# Exercise directions
Return, exactly, the line that contains "Where can the woman's" together with all lines after it to the end of the entries, and no further lines.

=======

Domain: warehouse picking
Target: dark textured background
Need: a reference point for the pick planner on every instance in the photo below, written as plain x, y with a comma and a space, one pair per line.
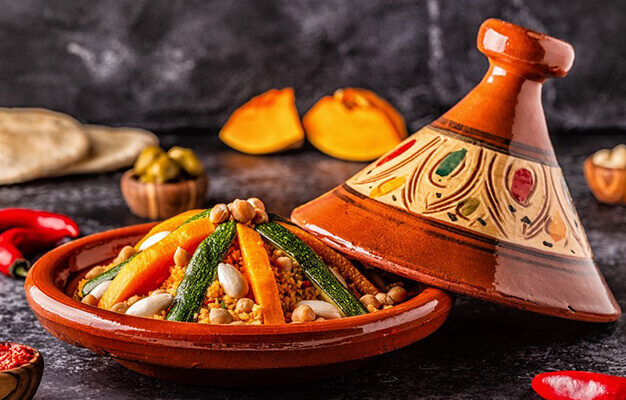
170, 64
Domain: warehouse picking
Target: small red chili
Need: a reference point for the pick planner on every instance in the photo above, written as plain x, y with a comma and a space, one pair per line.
396, 152
16, 242
37, 219
574, 385
13, 355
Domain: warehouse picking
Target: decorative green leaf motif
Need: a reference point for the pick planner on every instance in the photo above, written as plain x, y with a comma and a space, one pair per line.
468, 206
450, 162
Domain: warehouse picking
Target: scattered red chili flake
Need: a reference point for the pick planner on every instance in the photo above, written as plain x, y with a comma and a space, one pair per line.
14, 355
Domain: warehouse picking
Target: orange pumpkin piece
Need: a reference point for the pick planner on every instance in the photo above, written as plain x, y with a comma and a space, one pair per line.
168, 225
260, 275
354, 124
148, 269
268, 123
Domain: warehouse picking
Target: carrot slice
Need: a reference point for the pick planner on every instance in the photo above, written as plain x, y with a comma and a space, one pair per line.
260, 275
169, 224
334, 259
148, 269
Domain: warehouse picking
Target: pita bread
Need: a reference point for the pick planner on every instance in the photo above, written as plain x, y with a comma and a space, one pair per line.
34, 142
111, 149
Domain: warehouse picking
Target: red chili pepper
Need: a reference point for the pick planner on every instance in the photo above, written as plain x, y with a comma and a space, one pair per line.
573, 385
396, 152
15, 242
36, 219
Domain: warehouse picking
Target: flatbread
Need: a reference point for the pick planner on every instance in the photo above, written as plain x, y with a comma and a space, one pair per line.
34, 142
111, 149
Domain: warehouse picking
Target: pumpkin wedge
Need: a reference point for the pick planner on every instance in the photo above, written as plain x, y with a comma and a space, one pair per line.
268, 123
148, 269
354, 124
169, 224
260, 275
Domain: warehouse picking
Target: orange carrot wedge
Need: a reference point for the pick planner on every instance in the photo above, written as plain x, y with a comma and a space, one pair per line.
260, 275
169, 224
148, 269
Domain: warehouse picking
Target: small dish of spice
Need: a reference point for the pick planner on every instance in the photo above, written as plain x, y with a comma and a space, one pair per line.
162, 184
605, 172
21, 368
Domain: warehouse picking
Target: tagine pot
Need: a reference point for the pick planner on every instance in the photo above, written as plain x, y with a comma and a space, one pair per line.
476, 202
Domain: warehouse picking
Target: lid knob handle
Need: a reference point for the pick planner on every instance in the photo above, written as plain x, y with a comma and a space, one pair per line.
532, 54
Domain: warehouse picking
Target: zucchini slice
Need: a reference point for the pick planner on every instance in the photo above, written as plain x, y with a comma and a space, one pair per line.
112, 273
313, 266
201, 272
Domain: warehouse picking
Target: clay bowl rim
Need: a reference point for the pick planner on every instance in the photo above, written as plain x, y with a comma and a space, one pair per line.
129, 176
42, 275
36, 359
594, 165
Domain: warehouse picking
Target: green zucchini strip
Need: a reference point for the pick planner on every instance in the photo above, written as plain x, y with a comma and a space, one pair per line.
313, 266
112, 273
201, 272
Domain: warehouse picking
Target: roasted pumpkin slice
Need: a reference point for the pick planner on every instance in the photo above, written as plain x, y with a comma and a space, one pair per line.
354, 124
148, 269
313, 267
259, 273
268, 123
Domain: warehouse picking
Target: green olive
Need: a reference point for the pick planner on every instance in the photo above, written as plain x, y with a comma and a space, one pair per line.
146, 157
162, 170
187, 159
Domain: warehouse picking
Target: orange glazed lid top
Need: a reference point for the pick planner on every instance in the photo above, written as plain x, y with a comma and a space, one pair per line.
476, 202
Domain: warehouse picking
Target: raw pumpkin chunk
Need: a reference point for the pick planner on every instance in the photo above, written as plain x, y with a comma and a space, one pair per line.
354, 124
268, 123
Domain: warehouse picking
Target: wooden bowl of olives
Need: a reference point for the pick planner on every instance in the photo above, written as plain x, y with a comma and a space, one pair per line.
162, 184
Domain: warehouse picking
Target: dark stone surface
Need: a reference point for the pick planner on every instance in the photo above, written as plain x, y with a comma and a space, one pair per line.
174, 64
483, 351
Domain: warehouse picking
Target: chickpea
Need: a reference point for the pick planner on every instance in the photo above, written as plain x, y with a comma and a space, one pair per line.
120, 307
241, 210
244, 305
260, 216
303, 313
384, 299
284, 264
220, 316
181, 257
124, 254
397, 294
95, 271
256, 203
90, 300
219, 214
370, 300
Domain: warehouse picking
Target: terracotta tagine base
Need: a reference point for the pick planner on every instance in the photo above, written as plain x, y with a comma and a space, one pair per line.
216, 355
475, 202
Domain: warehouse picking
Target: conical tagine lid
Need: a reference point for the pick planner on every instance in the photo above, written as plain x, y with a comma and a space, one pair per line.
475, 202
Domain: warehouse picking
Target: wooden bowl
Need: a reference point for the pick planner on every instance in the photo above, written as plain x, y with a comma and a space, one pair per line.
608, 185
162, 200
22, 382
216, 354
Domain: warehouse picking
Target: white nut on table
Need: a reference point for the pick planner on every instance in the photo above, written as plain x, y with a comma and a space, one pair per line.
322, 308
233, 283
99, 290
157, 237
152, 305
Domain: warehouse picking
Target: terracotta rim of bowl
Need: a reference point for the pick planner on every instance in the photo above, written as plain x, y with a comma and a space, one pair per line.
50, 302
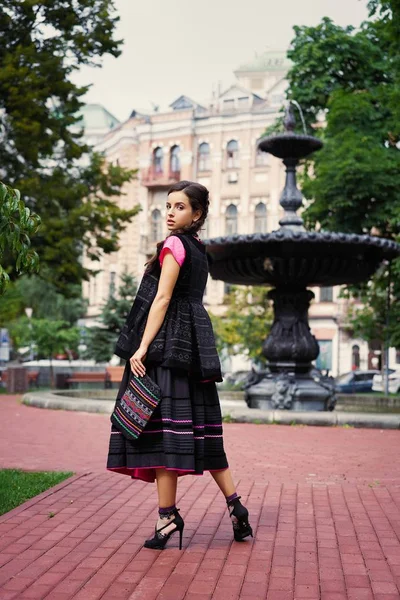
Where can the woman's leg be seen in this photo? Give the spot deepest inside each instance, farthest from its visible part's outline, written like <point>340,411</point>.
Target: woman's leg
<point>166,487</point>
<point>224,481</point>
<point>238,513</point>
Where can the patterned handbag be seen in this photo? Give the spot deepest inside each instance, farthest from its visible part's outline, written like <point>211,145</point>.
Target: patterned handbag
<point>133,410</point>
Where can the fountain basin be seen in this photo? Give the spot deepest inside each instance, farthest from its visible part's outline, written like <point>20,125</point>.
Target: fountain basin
<point>297,258</point>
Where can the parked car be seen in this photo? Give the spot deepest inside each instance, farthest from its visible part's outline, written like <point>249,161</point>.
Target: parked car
<point>378,384</point>
<point>355,382</point>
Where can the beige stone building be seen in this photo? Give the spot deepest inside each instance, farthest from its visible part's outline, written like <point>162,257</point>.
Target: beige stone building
<point>214,143</point>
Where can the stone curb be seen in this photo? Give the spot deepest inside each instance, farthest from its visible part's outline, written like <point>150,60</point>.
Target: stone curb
<point>232,410</point>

=======

# Reply to the task
Where can the woman's leg be seen in this photo? Give the spot deepest inside each instance, farthest from its visible part's outline, written like <point>340,411</point>.
Target: woman's leg
<point>166,487</point>
<point>224,481</point>
<point>238,513</point>
Where can the patterned handbag be seen in this photo? Give the spot deepest inside each instance, farthest from its visible part's outline, written like <point>211,145</point>.
Target: patterned handbag
<point>133,410</point>
Where can the fountain basin be seen in this photo? Give the spot deepest inside each instance, farthest from its visible part's outline, written like <point>20,125</point>.
Target: fountain basin
<point>297,258</point>
Where can the parked car be seen in this photo? Give the spot deepest inside each instance, farthest from its visible part's outline, written like <point>249,161</point>.
Target: parked car
<point>378,384</point>
<point>355,382</point>
Where can the beige stone building be seen in this photo? Give the spot deepest inside each instance, farthest from its visible part's outline, written like <point>162,257</point>.
Target: beige stone building
<point>214,143</point>
Where can the stone curb be seen in this photo? Give the spot deepest inside each instance, farthest from its visible part's outline, written like <point>150,60</point>.
Target: stone curb
<point>232,410</point>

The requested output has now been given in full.